LRMC MEDIC training ratifies readiness, skills across Europe

U.S. Army Sgt. Timothy Grier (left), a combat medic with 1st Infantry Division Forward, assesses a simulated casualty during Medical Education and Demonstration of Individual Competence training at Landstuhl Regional Medical Center, Jan. 15. The medical center’s Education Division holds monthly MEDIC training to recertify and validate combat medic proficiency while modernizing best practices for combat medics throughout U.S. European Command and U.S. Central Command areas of responsibility.

Charged with preserving life on and off the battlefield, combat medics play a vital role in military operations and must be proficient in their practice to save lives.

To keep their skills fresh, combat medics attend the Army’s Medical Education and Demonstration of Individual Competence training at least once every two years. The MEDIC training validates combat medic skills and demonstrates their proficiency in trauma care, airway management, medications, evacuation, CPR, and OB-GYN and pediatric treatment.

“(MEDIC training) keeps them up to date (with certification) as well as demonstrates best practices,” said U.S. Army Sgt. Ryan Williams, a combat medic and instructor at LRMC’s Education Division. “We host Soldiers from all of our outlying clinics (including Army clinics in Italy and Belgium). We have (service members) who are forward-deployed to Afghanistan, (and) Kuwait, and they come over so they can maintain their EMT certifications.”

## Extracted entries
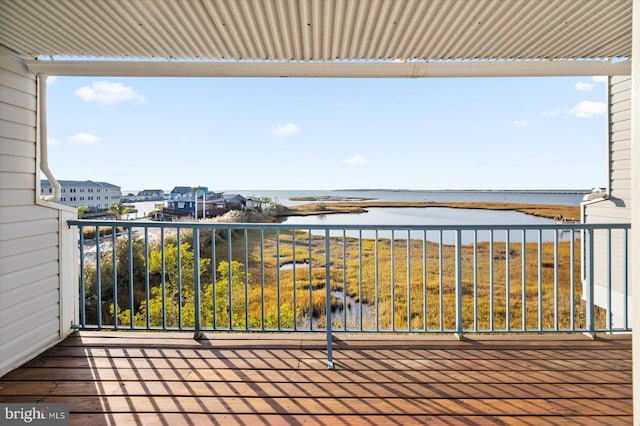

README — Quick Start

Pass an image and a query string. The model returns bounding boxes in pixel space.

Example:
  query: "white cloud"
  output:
[69,133,100,145]
[270,123,300,136]
[576,81,593,92]
[568,101,607,118]
[345,154,369,166]
[76,81,147,105]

## Brief
Continue the article on the combat medic training at Landstuhl from the point where it stops. None of the material is needed here.

## Response
Combat medics are Soldiers with basic emergency medical technician training, enabling them to provide basic life support functions and trauma care. Although these Soldiers do attend an intensive 16-week training program following basic training, the MEDIC program introduces latest best practices to Soldiers. New procedures and modalities, such as using ketamine versus morphine for acute pain, and injectable medicines to aid blood clotting on the battlefield, require medics to familiarize themselves with to modernize developments in combat medicine.

“The training included specialists coming in to teach extra (patient care practices) we don’t actually learn in (Advanced Individual Training),” said U.S. Army Spc. Jessie Despirito, a combat medic with 1st Infantry Division Forward, and native of West Pelzer, South Carolina. “The training introduced us to orthopedic techniques and physical therapy (among other medical specialties), and since musculoskeletal injuries is the top injury in the Army, it was great.”

Despirito is one of many medics who travel to LRMC for the training while deployed, with the program open to not only whoever requires the training, but even those who want to improve their battlefield medicine capabilities.

“We welcome anybody that wants to come in and get the knowledge,” said Williams, a native of Springfield, Vermont. “It’s a higher level of EMT training, because if I go down (as a casualty) I hope there’s someone who has this training to provide aid.”

The program’s culminating event, a combat scenario where simulated casualties are assessed, treated and evacuated, further tests participants’ ability to operate under pressure, stress and in austere environments.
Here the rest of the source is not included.